━━━━━ Source excerpt ━━━━━

Lufthansa bailout rebel has jobs trump card
23/06/2020 11:38 RSF
(The author is a Reuters Breakingviews columnist. The opinions expressed are his own.)
By Ed Cropley
LONDON, June 23 (Reuters Breakingviews) - German billionaire Heinz Hermann Thiele’s threat to shoot down Deutsche Lufthansa’s (LHA.EQ) 9 billion euro ($10 billion) bailout may not be as suicidal as it sounds. Tipping the ailing airline into bankruptcy would wipe out the 79-year-old brakes tycoon’s 715 million euro investment, but would also humiliate Chancellor Angela Merkel’s administration. There’s a way out that benefits them both.
Shareholders have little reason to grumble about Lufthansa’s rescue. Berlin is picking up a 20% equity stake in the carrier at a 75% discount to the current share price, but it is also extending a 3 billion euro loan and injecting another 5.7 billion euros of hybrid equity via a so-called “silent participation”. Had the government insisted on buying ordinary shares, existing investors would have ended up with a minority stake in a state-controlled company.

━━━━━

Task to complete: In the Lufthansa bailout column, how big is the equity stake Berlin is taking in the airline?

━━━━━ Dataset content ━━━━━

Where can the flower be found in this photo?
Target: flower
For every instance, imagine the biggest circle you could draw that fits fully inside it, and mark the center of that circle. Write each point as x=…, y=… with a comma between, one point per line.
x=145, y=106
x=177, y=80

━━━━━

Solution: A 20% equity stake.